Start to finish, reproduce the records below with nothing missing.

==================================================

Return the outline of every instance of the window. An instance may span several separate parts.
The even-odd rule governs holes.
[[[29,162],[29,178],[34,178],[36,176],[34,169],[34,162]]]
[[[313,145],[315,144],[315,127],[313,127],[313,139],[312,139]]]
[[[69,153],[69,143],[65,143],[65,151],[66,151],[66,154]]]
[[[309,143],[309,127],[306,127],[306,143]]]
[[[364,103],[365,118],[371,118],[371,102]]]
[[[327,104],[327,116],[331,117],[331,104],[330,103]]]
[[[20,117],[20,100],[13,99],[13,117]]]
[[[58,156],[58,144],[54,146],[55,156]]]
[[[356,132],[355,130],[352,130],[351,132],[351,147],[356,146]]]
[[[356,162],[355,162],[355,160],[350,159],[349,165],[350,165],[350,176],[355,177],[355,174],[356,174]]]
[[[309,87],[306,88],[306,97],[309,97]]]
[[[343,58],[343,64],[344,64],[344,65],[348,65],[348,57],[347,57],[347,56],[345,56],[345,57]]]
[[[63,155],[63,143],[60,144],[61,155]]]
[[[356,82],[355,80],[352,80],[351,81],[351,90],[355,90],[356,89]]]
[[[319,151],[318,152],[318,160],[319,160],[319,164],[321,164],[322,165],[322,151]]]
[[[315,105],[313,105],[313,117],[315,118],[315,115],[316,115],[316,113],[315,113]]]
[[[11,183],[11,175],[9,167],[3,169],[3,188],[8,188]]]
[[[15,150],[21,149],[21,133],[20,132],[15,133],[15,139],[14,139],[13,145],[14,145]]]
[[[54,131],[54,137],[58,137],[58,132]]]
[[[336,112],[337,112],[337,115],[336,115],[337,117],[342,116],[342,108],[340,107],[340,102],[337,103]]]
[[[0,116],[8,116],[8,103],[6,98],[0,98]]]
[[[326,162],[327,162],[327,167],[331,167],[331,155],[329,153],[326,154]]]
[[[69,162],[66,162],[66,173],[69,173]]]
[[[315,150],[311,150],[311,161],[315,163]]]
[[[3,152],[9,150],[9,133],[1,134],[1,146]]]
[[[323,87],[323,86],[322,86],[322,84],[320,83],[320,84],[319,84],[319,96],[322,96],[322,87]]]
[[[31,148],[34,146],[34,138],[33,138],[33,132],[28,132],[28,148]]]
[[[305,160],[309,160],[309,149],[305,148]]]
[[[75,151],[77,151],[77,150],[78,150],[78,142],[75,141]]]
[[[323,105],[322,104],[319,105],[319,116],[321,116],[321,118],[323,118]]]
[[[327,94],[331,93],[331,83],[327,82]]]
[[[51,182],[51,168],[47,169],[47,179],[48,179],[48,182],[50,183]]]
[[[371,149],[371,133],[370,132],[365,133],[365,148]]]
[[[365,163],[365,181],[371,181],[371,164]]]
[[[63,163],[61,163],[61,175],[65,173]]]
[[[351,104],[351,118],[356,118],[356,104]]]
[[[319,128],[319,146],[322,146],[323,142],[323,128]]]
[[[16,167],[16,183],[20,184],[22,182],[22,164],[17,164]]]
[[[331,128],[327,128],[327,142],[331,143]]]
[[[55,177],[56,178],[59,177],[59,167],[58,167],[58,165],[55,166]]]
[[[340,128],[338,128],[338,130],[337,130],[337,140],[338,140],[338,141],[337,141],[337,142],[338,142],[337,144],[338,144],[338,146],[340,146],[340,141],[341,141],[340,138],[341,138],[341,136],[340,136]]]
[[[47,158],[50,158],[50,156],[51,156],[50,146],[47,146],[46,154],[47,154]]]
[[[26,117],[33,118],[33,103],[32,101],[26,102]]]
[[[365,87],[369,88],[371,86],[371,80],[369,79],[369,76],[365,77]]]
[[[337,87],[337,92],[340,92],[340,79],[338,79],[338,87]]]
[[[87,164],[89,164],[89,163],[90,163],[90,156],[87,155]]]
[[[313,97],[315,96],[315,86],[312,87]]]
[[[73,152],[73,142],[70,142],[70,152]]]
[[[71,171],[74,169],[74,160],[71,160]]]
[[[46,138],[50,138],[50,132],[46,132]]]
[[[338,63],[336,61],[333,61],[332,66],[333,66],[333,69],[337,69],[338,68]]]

==================================================

-- COMPLETED TASK --
Return the outline of every instance of the window. An instance may span several separate parts.
The even-odd rule governs holes.
[[[29,162],[29,178],[34,178],[36,176],[34,169],[34,162]]]
[[[313,145],[315,144],[315,127],[313,127],[313,139],[312,139]]]
[[[69,153],[69,143],[65,143],[65,151],[66,151],[66,154]]]
[[[309,143],[309,127],[306,127],[306,143]]]
[[[364,103],[365,118],[371,118],[371,102]]]
[[[327,104],[327,116],[331,117],[331,104],[330,103]]]
[[[20,117],[20,100],[13,99],[13,117]]]
[[[58,156],[58,144],[54,146],[55,156]]]
[[[356,132],[355,130],[352,130],[351,132],[351,147],[356,146]]]
[[[356,162],[355,162],[355,160],[350,159],[349,165],[350,165],[350,176],[355,177],[355,174],[356,174]]]
[[[309,87],[306,88],[306,97],[309,97]]]
[[[343,58],[343,64],[344,64],[344,65],[348,65],[348,57],[347,57],[347,56],[345,56],[345,57]]]
[[[63,155],[63,143],[60,144],[61,155]]]
[[[356,82],[355,80],[352,80],[351,81],[351,90],[355,90],[356,89]]]
[[[319,151],[318,152],[318,160],[319,160],[319,164],[321,164],[322,165],[322,151]]]
[[[315,105],[313,105],[313,117],[315,118],[315,115],[316,115],[316,113],[315,113]]]
[[[11,183],[11,175],[9,167],[3,169],[3,188],[8,188]]]
[[[15,150],[21,149],[21,133],[20,132],[15,133],[15,139],[14,139],[13,145],[14,145]]]
[[[54,131],[54,137],[58,137],[58,132]]]
[[[336,112],[337,112],[337,115],[336,115],[337,117],[342,116],[342,108],[340,107],[340,102],[337,103]]]
[[[0,116],[8,116],[8,103],[6,98],[0,98]]]
[[[326,162],[327,162],[327,167],[331,167],[331,155],[329,153],[326,154]]]
[[[69,162],[66,162],[66,173],[69,173]]]
[[[315,150],[311,150],[311,161],[315,163]]]
[[[3,152],[9,150],[9,133],[1,134],[1,146]]]
[[[323,87],[323,86],[322,86],[322,84],[320,83],[320,84],[319,84],[319,96],[322,96],[322,87]]]
[[[31,148],[34,146],[34,138],[33,138],[33,132],[28,132],[28,148]]]
[[[305,160],[309,160],[309,149],[305,148]]]
[[[75,151],[77,151],[77,150],[78,150],[78,142],[75,141]]]
[[[323,105],[322,104],[319,105],[319,116],[321,116],[321,118],[323,118]]]
[[[327,94],[331,93],[331,83],[327,82]]]
[[[51,182],[51,168],[47,169],[47,179],[48,179],[48,182],[50,183]]]
[[[371,149],[371,133],[370,132],[365,133],[365,148]]]
[[[365,163],[365,181],[371,181],[371,164]]]
[[[63,163],[61,163],[61,175],[65,173]]]
[[[351,104],[351,118],[356,118],[356,104]]]
[[[319,128],[319,146],[322,146],[323,142],[323,128]]]
[[[16,167],[16,183],[20,184],[22,182],[22,164],[17,164]]]
[[[331,128],[327,128],[327,142],[331,143]]]
[[[55,177],[56,178],[59,177],[59,167],[58,167],[58,165],[55,166]]]
[[[340,128],[338,128],[338,130],[337,130],[337,140],[338,140],[338,141],[337,141],[337,142],[338,142],[337,144],[338,144],[338,146],[340,146],[340,141],[341,141],[340,138],[341,138],[341,136],[340,136]]]
[[[47,158],[50,158],[50,156],[51,156],[50,146],[47,146],[46,154],[47,154]]]
[[[26,117],[33,118],[33,103],[32,101],[26,102]]]
[[[365,87],[369,88],[371,86],[371,80],[369,79],[369,76],[365,77]]]
[[[337,87],[337,92],[340,92],[340,79],[338,79],[338,87]]]
[[[87,164],[89,164],[89,163],[90,163],[90,156],[87,155]]]
[[[313,97],[315,96],[315,86],[312,87]]]
[[[73,152],[73,142],[70,142],[70,152]]]
[[[71,171],[74,169],[74,160],[71,160]]]
[[[46,138],[50,138],[50,132],[46,132]]]
[[[338,63],[336,61],[333,61],[332,66],[333,66],[333,69],[337,69],[338,68]]]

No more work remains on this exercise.